Could you transcribe the part of the bucket pattern thread below between "As for bucketing" and "has the key.", inclusive?

---- EXTRACT

Bucket Pattern: Gotchas with buckets

I would like more information on why random insertions and/or deletions in buckets are a problem.
Take for example, the following. IoT devices that measure temperature, humidity,etc. There is a document per device per hour.
{
“device_id”: …,
"type: …,
temp: { 0: 37, 1: 37, 2: 35 },
humidity: { 0: 70, 1: 67, 2: 65}
}

What are the negative effects of adding a new field and value every minute to embedded documents temp and humidity? I know it’s not exactly bucketing, but I want to know if its a trade-off I would take. In my case, data per minute needs to be available for analytics but I want to know if bucketing per hour is also an option for me if I want data per minute available.

Stephen,

Thanks for pointing it out.
This slide needs some clarification, which we will do when we re-record this lesson.

The use case you are bringing up is perfectly valid and it is often how these documents will be constructed.

Adding one piece of data per minute does not qualify as “frequently”, which we mention as a possible gotcha in the lesson. “Frequently” should appear on the slide.

As for bucketing per day, per hour, … it depends on your queries.
If you bucket per hour and have values per minute, these values per minute are still easy to access. You can use a simple array or you can use a dictionary with the minute number has the key.
A counter example would be to bucket per day, keeping values per minute in the array and most of the time needing values per hour. In this case, bucketing per hour may make more sense or alternatively using the computed pattern to add hourly metrics in the daily document.

Regards,
Daniel.

2 Likes

--------
---- ENTRIES SHOWN

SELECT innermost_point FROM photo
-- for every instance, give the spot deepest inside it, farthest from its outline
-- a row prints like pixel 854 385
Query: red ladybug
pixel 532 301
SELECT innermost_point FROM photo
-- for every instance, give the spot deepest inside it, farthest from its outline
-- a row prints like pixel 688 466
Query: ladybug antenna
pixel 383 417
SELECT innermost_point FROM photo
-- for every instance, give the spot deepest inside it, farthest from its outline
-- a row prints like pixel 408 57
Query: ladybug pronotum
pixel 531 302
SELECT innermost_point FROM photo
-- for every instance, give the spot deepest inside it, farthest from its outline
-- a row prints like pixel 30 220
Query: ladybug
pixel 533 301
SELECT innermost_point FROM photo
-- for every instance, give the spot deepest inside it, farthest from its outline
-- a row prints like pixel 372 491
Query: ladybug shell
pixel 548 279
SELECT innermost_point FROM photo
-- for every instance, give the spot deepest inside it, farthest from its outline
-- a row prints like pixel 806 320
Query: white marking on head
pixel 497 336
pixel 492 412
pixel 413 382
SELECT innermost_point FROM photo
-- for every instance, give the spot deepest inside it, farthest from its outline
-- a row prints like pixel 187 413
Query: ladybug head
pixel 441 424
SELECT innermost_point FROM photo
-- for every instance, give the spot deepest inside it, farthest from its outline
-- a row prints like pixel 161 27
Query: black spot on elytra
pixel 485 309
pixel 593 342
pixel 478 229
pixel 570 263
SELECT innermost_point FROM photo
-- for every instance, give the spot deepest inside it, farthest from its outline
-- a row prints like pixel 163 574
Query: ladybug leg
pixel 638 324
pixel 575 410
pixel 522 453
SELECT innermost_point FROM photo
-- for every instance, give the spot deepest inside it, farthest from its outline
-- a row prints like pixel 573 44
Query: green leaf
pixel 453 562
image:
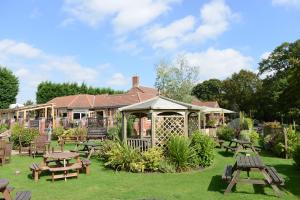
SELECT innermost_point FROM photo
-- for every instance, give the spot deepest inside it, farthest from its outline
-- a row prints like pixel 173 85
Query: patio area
pixel 107 184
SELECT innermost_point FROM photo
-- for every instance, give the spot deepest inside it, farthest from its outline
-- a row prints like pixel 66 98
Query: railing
pixel 139 144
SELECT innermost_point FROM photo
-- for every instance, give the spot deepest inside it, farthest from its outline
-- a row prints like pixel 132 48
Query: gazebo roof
pixel 160 103
pixel 216 110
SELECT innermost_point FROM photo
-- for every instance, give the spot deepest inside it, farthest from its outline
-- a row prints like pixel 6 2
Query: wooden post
pixel 140 126
pixel 204 121
pixel 186 124
pixel 153 115
pixel 53 116
pixel 124 127
pixel 285 143
pixel 46 113
pixel 199 121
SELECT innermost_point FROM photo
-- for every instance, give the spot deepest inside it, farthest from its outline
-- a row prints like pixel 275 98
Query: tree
pixel 210 90
pixel 240 91
pixel 279 95
pixel 48 90
pixel 176 80
pixel 28 103
pixel 9 87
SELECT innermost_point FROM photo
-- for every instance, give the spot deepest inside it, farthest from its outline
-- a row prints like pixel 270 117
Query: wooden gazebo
pixel 167 116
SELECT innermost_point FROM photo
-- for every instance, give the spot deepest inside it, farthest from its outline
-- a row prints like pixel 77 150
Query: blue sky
pixel 104 43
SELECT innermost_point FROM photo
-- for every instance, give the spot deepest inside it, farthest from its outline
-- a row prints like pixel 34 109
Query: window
pixel 76 115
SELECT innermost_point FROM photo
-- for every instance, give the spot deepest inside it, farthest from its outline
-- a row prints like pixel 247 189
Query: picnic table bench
pixel 238 146
pixel 6 190
pixel 247 164
pixel 88 148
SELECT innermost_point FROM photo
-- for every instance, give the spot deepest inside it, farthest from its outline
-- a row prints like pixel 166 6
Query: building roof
pixel 85 101
pixel 211 104
pixel 160 103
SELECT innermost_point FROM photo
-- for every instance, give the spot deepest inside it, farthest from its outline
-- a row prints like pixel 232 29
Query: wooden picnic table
pixel 3 188
pixel 248 164
pixel 238 146
pixel 65 167
pixel 88 148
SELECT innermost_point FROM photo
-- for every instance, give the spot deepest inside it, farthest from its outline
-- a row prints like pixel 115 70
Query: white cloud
pixel 33 66
pixel 215 18
pixel 11 47
pixel 117 79
pixel 124 15
pixel 265 55
pixel 287 3
pixel 214 63
pixel 167 37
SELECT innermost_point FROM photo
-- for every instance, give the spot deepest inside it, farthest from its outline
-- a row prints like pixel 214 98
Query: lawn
pixel 107 184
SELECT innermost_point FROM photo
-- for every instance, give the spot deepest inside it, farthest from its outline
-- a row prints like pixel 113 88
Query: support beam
pixel 186 124
pixel 124 127
pixel 199 121
pixel 153 115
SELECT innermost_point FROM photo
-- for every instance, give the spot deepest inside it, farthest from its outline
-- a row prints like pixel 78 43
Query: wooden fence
pixel 139 144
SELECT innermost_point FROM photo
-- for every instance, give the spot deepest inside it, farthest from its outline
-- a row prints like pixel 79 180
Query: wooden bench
pixel 65 170
pixel 276 178
pixel 36 171
pixel 86 165
pixel 227 176
pixel 233 149
pixel 23 195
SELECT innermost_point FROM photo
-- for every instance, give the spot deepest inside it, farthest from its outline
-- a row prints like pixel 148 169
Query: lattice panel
pixel 193 124
pixel 166 127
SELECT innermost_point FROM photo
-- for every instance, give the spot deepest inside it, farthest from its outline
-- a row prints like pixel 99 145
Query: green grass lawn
pixel 107 184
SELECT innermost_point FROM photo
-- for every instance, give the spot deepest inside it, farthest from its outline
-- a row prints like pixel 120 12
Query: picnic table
pixel 66 166
pixel 248 164
pixel 88 148
pixel 238 146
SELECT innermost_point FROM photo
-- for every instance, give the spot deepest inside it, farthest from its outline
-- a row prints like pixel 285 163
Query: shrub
pixel 3 128
pixel 114 133
pixel 225 133
pixel 57 132
pixel 245 135
pixel 254 137
pixel 152 158
pixel 167 167
pixel 105 147
pixel 26 135
pixel 180 153
pixel 296 155
pixel 204 148
pixel 123 157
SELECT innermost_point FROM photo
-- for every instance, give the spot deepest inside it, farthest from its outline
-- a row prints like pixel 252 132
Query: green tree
pixel 28 103
pixel 9 87
pixel 279 96
pixel 48 90
pixel 176 80
pixel 210 90
pixel 240 91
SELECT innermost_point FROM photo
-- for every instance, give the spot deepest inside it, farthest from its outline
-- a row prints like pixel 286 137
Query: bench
pixel 65 170
pixel 86 165
pixel 36 170
pixel 23 195
pixel 227 176
pixel 276 178
pixel 233 149
pixel 96 133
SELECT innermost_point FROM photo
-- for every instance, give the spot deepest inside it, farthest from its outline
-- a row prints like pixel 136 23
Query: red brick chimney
pixel 135 81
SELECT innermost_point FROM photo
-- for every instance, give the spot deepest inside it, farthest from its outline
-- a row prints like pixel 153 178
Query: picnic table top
pixel 240 141
pixel 92 144
pixel 61 155
pixel 3 183
pixel 247 162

--------

### COMPLETE OUTPUT
As for bucketing per day, per hour, … it depends on your queries.
If you bucket per hour and have values per minute, these values per minute are still easy to access. You can use a simple array or you can use a dictionary with the minute number has the key.